[[ GIVEN RECORDS, beginning ]]

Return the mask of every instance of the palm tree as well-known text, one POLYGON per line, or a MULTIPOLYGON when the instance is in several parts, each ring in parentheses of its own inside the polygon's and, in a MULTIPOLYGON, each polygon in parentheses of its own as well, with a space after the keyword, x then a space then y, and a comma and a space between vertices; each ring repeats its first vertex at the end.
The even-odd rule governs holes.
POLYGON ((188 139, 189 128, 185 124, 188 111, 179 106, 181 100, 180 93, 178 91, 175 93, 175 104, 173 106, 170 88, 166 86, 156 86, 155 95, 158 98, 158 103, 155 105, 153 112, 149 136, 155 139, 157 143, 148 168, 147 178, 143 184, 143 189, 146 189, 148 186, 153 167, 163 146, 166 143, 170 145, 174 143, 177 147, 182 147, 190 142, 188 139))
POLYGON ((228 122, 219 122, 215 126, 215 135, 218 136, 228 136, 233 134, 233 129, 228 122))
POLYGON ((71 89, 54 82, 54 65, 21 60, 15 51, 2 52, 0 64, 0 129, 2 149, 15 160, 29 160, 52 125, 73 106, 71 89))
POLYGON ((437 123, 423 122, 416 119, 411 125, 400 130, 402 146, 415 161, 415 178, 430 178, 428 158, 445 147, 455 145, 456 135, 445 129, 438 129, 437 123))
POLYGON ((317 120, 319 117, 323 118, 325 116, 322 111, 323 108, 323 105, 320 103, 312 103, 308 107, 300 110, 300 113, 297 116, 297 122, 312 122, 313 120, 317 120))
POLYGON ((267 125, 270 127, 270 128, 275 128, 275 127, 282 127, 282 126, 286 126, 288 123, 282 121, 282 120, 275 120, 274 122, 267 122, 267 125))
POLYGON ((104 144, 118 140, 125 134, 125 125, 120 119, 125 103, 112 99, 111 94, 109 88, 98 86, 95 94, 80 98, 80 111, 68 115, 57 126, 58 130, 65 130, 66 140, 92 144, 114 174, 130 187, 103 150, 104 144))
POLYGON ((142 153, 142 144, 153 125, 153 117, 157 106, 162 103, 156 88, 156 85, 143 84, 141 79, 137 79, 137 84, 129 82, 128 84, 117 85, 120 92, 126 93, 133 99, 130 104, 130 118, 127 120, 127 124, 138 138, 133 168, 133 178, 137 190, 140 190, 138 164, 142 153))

[[ GIVEN RECORDS, end ]]
[[ GIVEN RECORDS, beginning ]]

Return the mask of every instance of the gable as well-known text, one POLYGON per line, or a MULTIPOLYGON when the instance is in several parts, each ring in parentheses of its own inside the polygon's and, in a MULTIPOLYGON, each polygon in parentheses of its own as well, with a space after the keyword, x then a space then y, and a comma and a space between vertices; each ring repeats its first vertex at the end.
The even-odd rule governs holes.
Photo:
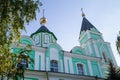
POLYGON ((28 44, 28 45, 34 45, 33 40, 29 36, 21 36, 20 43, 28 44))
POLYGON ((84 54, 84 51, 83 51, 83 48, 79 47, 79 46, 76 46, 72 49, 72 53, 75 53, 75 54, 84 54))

[[ GIVEN RECORDS, end ]]

# ACTIVITY:
Using the entries above, return each line in which the word "then" occurs.

# PROBLEM SOLUTION:
Return the mask of every instance of the palm tree as well-known text, one POLYGON per line, or a MULTIPOLYGON when the instance is in several parts, each ring in parentheses of its own inside the polygon's and, in a MULTIPOLYGON, each polygon in parentheses of its own as well, with a space after the keyword, x then a space then y, and a comma and a space between vertices; each ring repeats its first vertex at the end.
Return the mask of every instance of the gable as well-known text, one POLYGON per line, or a MULTIPOLYGON when the instance is in several parts, each ring in parentheses of its own inside the polygon's and, in a MULTIPOLYGON, each polygon in parentheses of its own as well, with a space after the keyword, x then a space then y, and a comma and a space between vertices; each ring repeats its first vertex at the end.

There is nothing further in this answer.